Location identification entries
★ ★ ★ ★ ★

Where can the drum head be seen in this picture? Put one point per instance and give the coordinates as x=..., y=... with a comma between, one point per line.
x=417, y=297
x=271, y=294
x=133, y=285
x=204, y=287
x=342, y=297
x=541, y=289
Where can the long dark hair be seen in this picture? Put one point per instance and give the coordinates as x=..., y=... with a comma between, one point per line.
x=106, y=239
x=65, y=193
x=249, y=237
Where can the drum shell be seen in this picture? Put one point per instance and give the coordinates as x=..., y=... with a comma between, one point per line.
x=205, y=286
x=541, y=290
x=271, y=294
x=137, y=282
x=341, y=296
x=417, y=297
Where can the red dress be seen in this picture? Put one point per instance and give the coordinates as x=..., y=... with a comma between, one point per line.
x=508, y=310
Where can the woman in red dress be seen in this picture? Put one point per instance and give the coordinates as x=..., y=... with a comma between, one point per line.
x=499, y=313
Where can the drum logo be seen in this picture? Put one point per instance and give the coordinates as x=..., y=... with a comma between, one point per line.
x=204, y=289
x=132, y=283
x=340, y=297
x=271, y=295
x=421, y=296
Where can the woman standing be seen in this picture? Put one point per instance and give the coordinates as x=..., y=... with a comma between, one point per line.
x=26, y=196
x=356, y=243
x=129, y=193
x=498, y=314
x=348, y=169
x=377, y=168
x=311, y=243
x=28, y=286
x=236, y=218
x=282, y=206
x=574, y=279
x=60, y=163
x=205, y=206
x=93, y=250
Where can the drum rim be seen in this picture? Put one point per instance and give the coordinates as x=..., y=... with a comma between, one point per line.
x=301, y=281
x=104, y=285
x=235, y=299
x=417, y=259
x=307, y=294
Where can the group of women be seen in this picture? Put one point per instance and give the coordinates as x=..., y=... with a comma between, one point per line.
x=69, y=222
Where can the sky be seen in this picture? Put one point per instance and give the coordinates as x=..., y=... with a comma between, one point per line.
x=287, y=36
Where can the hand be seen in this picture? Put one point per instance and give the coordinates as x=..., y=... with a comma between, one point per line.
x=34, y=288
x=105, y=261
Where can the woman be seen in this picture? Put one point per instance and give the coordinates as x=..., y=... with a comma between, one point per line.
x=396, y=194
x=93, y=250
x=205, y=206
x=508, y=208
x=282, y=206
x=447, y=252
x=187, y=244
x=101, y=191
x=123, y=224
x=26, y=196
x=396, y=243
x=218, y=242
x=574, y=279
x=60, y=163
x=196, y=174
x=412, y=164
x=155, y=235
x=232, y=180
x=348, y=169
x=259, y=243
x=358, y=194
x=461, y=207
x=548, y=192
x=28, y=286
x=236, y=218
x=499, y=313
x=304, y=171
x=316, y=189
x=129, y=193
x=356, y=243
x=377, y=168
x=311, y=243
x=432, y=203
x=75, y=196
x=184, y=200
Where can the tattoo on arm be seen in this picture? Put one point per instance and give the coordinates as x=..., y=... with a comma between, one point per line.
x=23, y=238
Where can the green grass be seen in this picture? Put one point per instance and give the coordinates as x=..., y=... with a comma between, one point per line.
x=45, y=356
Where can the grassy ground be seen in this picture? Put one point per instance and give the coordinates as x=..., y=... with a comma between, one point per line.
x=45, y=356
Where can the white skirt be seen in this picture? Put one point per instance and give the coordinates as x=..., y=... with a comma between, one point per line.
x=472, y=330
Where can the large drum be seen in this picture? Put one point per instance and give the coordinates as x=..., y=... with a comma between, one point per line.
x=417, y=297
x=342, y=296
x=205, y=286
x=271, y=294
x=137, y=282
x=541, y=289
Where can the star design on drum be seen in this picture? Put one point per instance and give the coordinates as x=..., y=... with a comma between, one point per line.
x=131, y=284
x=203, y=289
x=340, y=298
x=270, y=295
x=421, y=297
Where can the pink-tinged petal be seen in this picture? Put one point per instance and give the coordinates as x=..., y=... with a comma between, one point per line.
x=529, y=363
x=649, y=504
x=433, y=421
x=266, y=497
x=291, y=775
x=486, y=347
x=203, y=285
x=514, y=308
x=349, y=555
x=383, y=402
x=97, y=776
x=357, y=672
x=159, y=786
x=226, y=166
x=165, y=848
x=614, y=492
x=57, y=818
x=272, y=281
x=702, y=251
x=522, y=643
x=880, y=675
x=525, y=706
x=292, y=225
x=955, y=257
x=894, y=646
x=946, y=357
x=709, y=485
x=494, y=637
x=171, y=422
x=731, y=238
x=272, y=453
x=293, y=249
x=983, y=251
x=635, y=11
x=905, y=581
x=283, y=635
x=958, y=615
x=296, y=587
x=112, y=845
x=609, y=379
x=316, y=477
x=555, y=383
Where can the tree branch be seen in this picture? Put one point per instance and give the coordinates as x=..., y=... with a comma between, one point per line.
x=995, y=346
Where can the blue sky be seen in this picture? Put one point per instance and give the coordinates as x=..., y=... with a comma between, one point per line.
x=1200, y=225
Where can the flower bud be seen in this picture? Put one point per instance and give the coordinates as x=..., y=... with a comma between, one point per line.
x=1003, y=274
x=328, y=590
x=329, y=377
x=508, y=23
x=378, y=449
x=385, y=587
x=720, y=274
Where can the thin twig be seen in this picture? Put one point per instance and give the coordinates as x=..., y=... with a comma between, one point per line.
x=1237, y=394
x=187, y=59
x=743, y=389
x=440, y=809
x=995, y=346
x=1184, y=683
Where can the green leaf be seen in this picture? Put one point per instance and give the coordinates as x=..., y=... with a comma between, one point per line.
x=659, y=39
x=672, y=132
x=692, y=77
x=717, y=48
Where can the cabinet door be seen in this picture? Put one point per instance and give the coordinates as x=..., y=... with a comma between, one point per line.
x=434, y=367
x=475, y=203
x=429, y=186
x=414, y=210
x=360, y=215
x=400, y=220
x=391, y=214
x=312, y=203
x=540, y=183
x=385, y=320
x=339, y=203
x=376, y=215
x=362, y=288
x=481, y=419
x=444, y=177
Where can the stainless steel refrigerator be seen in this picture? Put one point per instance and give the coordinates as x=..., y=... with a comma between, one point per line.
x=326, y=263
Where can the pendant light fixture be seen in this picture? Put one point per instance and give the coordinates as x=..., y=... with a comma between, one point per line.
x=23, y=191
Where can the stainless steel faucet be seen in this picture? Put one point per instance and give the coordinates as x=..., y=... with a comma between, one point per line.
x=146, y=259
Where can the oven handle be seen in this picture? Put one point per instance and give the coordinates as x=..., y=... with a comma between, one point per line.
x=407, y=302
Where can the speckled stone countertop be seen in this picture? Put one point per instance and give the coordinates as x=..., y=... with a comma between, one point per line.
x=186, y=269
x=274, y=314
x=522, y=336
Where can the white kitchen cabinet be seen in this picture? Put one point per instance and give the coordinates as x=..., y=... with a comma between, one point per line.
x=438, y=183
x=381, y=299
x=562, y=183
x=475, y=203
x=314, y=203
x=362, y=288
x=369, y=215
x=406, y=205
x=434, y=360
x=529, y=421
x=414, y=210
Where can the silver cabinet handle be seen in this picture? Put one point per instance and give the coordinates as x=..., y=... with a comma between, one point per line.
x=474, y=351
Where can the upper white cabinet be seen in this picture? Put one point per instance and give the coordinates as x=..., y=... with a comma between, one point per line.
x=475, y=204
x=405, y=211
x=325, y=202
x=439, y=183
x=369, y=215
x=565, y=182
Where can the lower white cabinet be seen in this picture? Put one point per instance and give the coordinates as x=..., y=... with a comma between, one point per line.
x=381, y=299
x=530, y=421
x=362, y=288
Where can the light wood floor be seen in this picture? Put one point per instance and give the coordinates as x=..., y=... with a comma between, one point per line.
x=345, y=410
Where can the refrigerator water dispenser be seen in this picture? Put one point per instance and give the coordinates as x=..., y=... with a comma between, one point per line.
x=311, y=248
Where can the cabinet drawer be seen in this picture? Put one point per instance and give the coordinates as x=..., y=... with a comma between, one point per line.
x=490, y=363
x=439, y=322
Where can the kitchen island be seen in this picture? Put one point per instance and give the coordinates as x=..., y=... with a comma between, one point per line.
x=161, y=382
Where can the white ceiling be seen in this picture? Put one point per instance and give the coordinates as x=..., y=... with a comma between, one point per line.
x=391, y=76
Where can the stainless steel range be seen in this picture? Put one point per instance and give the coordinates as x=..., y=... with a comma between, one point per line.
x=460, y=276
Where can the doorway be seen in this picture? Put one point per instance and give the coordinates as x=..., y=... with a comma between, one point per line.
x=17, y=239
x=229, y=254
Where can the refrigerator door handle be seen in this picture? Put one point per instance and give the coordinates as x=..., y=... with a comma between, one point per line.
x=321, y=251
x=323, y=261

★ ★ ★ ★ ★

Task brief: Please copy the part of the listing that starts at its first line and ends with the line containing "x=249, y=237", switching "long dark hair" to "short light hair" and changing nothing else.

Worked solution:
Where can the drum head be seen in this picture? Put one point per instance and give the coordinates as x=..., y=... with a comma between, one point per line.
x=417, y=297
x=271, y=294
x=133, y=285
x=204, y=287
x=342, y=297
x=541, y=289
Where can the short light hair be seen in this picture? Put one point per instance and give the coordinates as x=..., y=... with a comma between, one point per line.
x=106, y=239
x=65, y=193
x=249, y=237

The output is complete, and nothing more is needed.